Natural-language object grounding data

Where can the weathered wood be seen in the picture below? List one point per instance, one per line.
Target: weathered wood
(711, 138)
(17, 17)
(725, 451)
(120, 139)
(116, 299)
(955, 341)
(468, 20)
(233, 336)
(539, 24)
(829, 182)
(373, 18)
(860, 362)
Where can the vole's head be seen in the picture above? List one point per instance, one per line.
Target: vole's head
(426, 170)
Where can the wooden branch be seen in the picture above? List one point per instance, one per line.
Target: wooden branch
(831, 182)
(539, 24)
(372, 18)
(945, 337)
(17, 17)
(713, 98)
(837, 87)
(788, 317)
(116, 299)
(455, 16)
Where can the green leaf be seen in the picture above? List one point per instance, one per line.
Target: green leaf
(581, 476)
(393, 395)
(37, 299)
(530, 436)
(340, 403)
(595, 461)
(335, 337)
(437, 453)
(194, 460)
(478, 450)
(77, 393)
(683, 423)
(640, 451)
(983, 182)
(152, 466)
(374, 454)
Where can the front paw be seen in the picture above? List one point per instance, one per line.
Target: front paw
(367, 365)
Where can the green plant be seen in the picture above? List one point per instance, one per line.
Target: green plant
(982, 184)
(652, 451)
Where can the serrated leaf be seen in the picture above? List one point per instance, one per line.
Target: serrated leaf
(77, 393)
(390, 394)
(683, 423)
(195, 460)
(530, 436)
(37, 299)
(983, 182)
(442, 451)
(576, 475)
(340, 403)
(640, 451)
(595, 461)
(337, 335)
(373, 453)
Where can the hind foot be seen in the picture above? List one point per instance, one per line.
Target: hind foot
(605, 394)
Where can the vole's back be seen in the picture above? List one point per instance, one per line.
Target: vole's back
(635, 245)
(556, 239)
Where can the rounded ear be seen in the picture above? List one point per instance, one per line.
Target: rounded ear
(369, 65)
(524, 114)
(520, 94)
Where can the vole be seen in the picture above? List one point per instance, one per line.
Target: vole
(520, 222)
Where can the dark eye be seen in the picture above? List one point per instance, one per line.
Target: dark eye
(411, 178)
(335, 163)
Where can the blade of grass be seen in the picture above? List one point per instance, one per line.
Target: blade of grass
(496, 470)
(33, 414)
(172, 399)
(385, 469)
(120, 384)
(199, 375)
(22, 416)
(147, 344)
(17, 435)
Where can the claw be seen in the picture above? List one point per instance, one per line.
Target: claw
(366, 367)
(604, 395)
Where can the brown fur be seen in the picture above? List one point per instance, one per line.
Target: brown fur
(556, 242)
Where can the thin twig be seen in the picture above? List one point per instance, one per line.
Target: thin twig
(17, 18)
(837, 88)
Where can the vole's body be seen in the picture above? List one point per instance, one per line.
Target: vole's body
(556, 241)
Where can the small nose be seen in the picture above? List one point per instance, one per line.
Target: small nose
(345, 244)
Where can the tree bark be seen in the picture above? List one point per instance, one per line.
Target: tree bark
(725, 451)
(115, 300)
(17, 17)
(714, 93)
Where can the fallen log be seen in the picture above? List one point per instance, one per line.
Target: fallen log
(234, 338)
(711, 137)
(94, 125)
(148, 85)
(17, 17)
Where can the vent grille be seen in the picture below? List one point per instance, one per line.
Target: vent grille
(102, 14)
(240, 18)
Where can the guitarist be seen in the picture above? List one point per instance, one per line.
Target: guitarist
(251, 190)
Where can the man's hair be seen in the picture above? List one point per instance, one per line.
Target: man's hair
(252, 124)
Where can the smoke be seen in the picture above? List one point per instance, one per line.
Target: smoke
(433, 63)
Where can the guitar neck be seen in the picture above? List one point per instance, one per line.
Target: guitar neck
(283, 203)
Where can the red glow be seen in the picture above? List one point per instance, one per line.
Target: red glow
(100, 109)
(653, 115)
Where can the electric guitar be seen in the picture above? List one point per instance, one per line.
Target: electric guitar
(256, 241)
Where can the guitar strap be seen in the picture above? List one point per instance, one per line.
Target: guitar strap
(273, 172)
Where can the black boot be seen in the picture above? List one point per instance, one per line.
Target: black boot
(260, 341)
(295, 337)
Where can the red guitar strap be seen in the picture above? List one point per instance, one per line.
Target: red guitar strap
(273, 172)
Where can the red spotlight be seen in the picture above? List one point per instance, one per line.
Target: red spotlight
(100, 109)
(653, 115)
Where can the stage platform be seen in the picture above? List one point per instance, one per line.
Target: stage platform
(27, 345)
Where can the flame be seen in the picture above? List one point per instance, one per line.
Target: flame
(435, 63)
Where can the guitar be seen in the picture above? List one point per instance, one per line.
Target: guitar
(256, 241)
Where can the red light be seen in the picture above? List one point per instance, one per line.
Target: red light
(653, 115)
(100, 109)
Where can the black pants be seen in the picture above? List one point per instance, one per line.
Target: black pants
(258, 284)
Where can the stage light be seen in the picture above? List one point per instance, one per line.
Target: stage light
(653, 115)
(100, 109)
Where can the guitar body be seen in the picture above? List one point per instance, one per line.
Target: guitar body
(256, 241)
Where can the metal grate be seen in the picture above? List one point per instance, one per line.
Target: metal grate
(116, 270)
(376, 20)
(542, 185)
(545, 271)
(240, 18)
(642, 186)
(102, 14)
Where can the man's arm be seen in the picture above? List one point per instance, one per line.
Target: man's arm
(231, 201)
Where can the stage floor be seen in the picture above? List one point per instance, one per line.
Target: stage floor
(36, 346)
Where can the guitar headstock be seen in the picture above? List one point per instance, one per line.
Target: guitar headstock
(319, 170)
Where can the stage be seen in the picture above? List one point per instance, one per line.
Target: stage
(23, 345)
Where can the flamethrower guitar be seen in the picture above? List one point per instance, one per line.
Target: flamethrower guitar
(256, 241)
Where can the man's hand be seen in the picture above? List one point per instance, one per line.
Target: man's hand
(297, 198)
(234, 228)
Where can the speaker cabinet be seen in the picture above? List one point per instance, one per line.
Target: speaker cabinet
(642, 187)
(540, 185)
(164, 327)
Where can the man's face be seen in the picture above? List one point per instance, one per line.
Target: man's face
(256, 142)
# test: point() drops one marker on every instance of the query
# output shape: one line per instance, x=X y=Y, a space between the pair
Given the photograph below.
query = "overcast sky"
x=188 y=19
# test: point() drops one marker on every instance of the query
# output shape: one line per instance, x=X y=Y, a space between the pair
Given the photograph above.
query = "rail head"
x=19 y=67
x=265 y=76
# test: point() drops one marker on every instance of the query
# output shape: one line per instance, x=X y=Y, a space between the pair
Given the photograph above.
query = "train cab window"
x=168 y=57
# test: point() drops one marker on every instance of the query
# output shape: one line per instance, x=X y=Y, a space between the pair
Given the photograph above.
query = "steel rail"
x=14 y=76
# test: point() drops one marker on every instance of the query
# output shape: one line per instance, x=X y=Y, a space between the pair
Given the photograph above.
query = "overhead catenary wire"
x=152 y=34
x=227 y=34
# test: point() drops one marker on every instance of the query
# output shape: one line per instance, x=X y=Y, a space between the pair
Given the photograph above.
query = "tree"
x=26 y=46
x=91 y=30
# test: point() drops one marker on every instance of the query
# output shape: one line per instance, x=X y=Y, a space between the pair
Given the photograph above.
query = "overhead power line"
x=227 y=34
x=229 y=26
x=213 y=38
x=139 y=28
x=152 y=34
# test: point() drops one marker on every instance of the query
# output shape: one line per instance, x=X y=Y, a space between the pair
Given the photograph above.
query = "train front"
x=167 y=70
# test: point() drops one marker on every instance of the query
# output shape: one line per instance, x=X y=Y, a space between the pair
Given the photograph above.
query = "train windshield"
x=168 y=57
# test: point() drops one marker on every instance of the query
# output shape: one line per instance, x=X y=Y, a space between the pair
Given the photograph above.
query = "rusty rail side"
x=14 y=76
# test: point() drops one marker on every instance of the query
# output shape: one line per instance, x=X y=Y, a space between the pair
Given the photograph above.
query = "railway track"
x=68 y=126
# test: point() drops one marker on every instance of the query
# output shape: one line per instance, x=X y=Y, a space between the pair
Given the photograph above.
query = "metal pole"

= Prompt =
Your answer must consist solely of the lines from the top of the entries above through the line containing "Where can the hind", copied exactly, both ends included.

= Your solution =
Where can the weathered wood be seen in the picture below? List one point per instance, one per line.
Target: weathered wood
(711, 138)
(17, 17)
(725, 451)
(120, 139)
(116, 299)
(955, 341)
(468, 20)
(233, 336)
(539, 24)
(829, 182)
(373, 18)
(860, 362)
Where can the vole's head be seen in the picture above? List one point per instance, one per line.
Target: vole's head
(426, 170)
Where can the wooden branch be seen in the picture above? List one point per instance, one per line.
Target: wooden branch
(831, 182)
(539, 24)
(372, 18)
(945, 337)
(17, 17)
(713, 98)
(837, 87)
(788, 317)
(116, 299)
(455, 16)
Where can the green leaf be seen in the picture above? List one point per instance, one per line.
Target: green leaf
(581, 476)
(393, 395)
(37, 299)
(530, 436)
(340, 403)
(595, 461)
(335, 337)
(437, 453)
(194, 460)
(478, 450)
(77, 393)
(683, 423)
(640, 451)
(983, 182)
(152, 466)
(374, 454)
Where can the front paw be seen in the picture above? List one point per instance, one per line.
Target: front paw
(367, 365)
Where can the green plant be seen in the picture above? List one point per instance, one per line.
Target: green plant
(982, 184)
(652, 451)
Where can the serrated leaf be seen in the picture above? List one point per instance, one per line.
Target: serrated leaf
(77, 393)
(390, 394)
(683, 423)
(195, 460)
(530, 436)
(37, 299)
(983, 182)
(442, 451)
(576, 475)
(340, 403)
(640, 451)
(595, 461)
(337, 335)
(373, 453)
Where can the hind foot be seen in the picture above? List one point per instance, one per line.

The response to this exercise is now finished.